■ **Raw records**:
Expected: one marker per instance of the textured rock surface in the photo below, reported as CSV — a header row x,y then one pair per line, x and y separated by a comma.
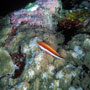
x,y
6,64
36,69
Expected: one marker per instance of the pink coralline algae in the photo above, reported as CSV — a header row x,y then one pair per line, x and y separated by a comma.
x,y
67,24
50,4
42,16
19,63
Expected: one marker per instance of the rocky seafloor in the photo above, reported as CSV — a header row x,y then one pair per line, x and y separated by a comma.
x,y
25,66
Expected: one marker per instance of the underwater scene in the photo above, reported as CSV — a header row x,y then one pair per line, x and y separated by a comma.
x,y
46,46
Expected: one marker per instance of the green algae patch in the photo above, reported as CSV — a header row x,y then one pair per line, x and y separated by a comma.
x,y
6,64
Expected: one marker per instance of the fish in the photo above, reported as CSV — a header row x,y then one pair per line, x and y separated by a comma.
x,y
49,49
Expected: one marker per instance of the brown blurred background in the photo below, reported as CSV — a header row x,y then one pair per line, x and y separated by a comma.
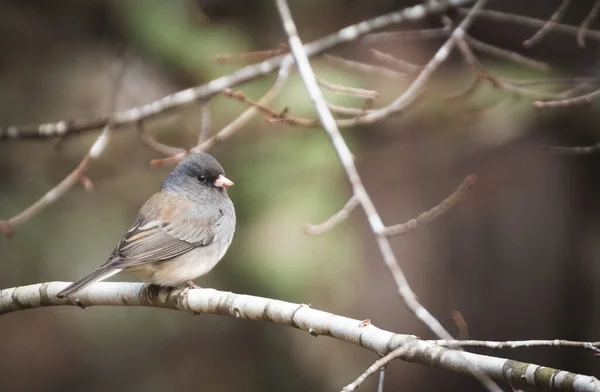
x,y
518,257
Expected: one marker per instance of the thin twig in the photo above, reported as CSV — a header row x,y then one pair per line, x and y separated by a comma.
x,y
154,144
550,23
333,220
392,61
563,103
353,91
366,69
254,56
346,158
379,364
203,92
436,211
204,123
461,324
587,23
78,174
381,379
395,36
574,150
506,54
467,92
346,111
531,22
593,346
234,126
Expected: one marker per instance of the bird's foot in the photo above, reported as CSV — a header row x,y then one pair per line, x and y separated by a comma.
x,y
192,285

■ **To be done**: Reproduce every entry above word for word, omitting the pictures.

■ **Response below**:
Expected: one marker per instance of the textured rock surface in the photo below, reported as CSV — a header row x,y then one pair per line, x and y separated by a comma.
x,y
6,64
36,69
Expected: one marker per instance of the pink coralline algae in the photo above, reported as CSV — a header row x,y then one pair per line, x and y separated by a comma.
x,y
67,24
50,4
42,16
19,63
Expected: one marker per instance of the rocky seafloor in the photo above, reported as CSV — a header row x,y then one pair per line, x and y separated by a comma.
x,y
25,66
Expected: one marker per instance of the underwater scene in the photo above, reported as CSV — a header row x,y then one pair per line, x and y separated by a comma.
x,y
46,46
Expected: one marker per instance of the green algae patch in the photo above, reported as CSV — a header row x,y then one pair per line, x and y separated by a comma.
x,y
6,64
Expected: one marker per instance of the fish in the photo above, reported as CSV — a header row x,y then one pair per line, x and y separated by a comma.
x,y
49,49
Expected: one marker per instance of the brown blurred background in the photo below, reported as CSV — a header row x,y then one pair per line, x and y separated by a comma.
x,y
518,257
Expected: one marker per instance of the thin twig in the photo above, reported as CSV — a header row x,y then one pair per line, x and y separated by a comma.
x,y
154,144
550,23
333,220
392,61
563,103
353,91
366,69
254,56
346,158
379,364
203,92
436,211
204,123
461,324
587,23
78,174
381,379
395,36
574,150
506,54
467,92
346,111
531,22
593,346
234,126
Expected: one marker per instance of the bird's foot in the photo above, reported as CSV — a header row x,y then one pair per line, x and y separated by a comma.
x,y
192,285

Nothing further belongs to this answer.